Source data below:

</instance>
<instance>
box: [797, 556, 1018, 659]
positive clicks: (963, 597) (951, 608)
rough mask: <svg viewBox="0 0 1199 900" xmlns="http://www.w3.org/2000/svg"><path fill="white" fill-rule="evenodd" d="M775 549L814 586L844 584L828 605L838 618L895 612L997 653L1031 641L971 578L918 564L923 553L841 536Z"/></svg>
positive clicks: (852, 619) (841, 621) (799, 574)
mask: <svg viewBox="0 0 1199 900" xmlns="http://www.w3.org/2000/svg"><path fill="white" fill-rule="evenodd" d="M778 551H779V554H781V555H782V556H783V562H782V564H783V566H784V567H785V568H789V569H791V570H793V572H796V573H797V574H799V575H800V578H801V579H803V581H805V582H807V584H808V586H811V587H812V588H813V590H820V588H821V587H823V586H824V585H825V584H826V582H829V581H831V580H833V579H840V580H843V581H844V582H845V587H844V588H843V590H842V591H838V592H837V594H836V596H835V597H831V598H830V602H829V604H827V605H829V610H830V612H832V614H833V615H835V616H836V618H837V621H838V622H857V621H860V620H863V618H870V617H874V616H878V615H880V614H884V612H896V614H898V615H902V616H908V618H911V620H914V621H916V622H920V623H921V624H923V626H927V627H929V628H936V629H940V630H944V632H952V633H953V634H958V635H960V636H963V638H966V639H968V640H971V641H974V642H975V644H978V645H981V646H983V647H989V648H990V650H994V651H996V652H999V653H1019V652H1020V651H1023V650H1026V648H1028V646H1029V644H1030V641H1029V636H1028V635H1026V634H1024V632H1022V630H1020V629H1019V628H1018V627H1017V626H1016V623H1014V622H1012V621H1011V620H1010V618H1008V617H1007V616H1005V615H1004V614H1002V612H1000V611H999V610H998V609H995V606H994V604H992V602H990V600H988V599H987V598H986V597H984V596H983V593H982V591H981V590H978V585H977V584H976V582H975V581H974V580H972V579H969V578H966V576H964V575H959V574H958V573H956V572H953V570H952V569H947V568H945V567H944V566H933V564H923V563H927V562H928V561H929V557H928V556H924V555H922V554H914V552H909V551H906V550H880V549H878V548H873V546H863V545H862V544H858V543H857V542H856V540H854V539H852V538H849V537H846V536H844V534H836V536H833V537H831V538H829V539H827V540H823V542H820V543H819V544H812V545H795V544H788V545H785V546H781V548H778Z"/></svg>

End of Source data.

= What you will do =
Print the material above verbatim, first line through the line containing "rough mask: <svg", both included.

= Response for this exercise =
</instance>
<instance>
box: [797, 556, 1018, 659]
positive clicks: (963, 597) (951, 608)
rough mask: <svg viewBox="0 0 1199 900" xmlns="http://www.w3.org/2000/svg"><path fill="white" fill-rule="evenodd" d="M775 549L814 586L844 584L828 605L838 618L895 612L997 653L1031 641L971 578L918 564L923 553L841 536Z"/></svg>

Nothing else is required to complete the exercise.